Copy every line of the entries below, keeping each one unchanged.

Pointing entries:
========

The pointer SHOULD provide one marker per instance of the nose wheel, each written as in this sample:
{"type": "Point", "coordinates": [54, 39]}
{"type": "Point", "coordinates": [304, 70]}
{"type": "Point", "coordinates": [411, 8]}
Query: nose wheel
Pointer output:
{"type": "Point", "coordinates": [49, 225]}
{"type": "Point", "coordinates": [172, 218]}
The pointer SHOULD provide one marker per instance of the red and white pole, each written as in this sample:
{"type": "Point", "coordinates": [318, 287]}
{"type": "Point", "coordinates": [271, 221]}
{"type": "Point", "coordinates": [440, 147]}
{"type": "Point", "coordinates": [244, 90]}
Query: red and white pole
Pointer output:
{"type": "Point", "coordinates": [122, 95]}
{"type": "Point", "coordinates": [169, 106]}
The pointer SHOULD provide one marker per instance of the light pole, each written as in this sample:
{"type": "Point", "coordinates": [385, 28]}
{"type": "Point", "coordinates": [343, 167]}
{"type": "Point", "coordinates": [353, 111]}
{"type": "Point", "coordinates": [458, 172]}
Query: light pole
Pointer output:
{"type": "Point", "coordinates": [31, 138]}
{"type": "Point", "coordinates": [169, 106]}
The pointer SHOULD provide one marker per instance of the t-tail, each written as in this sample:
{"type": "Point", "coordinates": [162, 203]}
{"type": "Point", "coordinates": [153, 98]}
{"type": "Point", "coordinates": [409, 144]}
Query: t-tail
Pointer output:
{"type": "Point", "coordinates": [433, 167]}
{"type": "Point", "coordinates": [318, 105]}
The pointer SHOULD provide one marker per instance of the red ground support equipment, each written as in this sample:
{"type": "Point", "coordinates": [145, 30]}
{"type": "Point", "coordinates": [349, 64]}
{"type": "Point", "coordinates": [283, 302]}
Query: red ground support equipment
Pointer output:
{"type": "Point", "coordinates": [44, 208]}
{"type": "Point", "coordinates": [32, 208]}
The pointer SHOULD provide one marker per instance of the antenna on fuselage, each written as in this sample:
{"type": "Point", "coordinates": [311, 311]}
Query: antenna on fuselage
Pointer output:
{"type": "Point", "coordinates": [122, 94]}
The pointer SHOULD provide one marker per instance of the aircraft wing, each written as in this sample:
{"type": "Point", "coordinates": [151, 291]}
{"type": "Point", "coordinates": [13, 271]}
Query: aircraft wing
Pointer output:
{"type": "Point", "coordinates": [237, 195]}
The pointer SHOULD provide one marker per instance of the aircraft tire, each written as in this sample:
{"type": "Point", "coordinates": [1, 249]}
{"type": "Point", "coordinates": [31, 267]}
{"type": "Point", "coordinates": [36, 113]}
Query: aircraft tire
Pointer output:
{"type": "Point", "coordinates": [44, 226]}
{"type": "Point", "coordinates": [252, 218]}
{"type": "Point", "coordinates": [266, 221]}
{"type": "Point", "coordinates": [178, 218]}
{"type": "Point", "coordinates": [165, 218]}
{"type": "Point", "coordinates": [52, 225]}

========

--- SOLVED PROBLEM ---
The pointer SHOULD provide one marker per instance of the nose wheel, each written as in this sample:
{"type": "Point", "coordinates": [54, 39]}
{"type": "Point", "coordinates": [304, 70]}
{"type": "Point", "coordinates": [411, 8]}
Query: nose wheel
Pointer output:
{"type": "Point", "coordinates": [49, 225]}
{"type": "Point", "coordinates": [172, 218]}
The pointer SHOULD provide one marker per instance of the red and white pole, each written as in this sample:
{"type": "Point", "coordinates": [318, 287]}
{"type": "Point", "coordinates": [271, 221]}
{"type": "Point", "coordinates": [440, 147]}
{"type": "Point", "coordinates": [244, 90]}
Query: red and white pole
Pointer output:
{"type": "Point", "coordinates": [122, 95]}
{"type": "Point", "coordinates": [169, 106]}
The pointer SHOULD provide one marker per instance of the light pole, each written as in this sample:
{"type": "Point", "coordinates": [385, 28]}
{"type": "Point", "coordinates": [343, 167]}
{"type": "Point", "coordinates": [353, 111]}
{"type": "Point", "coordinates": [458, 172]}
Query: light pole
Pointer output:
{"type": "Point", "coordinates": [31, 138]}
{"type": "Point", "coordinates": [169, 106]}
The pointer SHOULD provide one marker per instance of the t-tail, each written as in this sample:
{"type": "Point", "coordinates": [162, 203]}
{"type": "Point", "coordinates": [153, 98]}
{"type": "Point", "coordinates": [409, 144]}
Query: t-tail
Pointer output:
{"type": "Point", "coordinates": [433, 167]}
{"type": "Point", "coordinates": [318, 105]}
The pointer SHOULD provide one marker per instance of the red ground support equipment, each written as in this sample:
{"type": "Point", "coordinates": [145, 30]}
{"type": "Point", "coordinates": [349, 64]}
{"type": "Point", "coordinates": [283, 302]}
Query: red ground support equipment
Pointer output:
{"type": "Point", "coordinates": [44, 208]}
{"type": "Point", "coordinates": [32, 208]}
The pointer SHOULD provide one marker per instance of the antenna on fuselage, each written as in this sample:
{"type": "Point", "coordinates": [311, 311]}
Query: antenna on fuselage
Pointer output:
{"type": "Point", "coordinates": [122, 94]}
The pointer SHOULD provide one marker per instance of the aircraft wing, each written as in this sample:
{"type": "Point", "coordinates": [151, 291]}
{"type": "Point", "coordinates": [13, 271]}
Query: aircraft wing
Pointer output:
{"type": "Point", "coordinates": [237, 195]}
The pointer SHOULD provide one marker per instance of the aircraft tire, each written as in this sample:
{"type": "Point", "coordinates": [1, 249]}
{"type": "Point", "coordinates": [31, 267]}
{"type": "Point", "coordinates": [36, 113]}
Query: aircraft tire
Pointer output:
{"type": "Point", "coordinates": [44, 226]}
{"type": "Point", "coordinates": [252, 218]}
{"type": "Point", "coordinates": [266, 221]}
{"type": "Point", "coordinates": [178, 218]}
{"type": "Point", "coordinates": [165, 218]}
{"type": "Point", "coordinates": [52, 225]}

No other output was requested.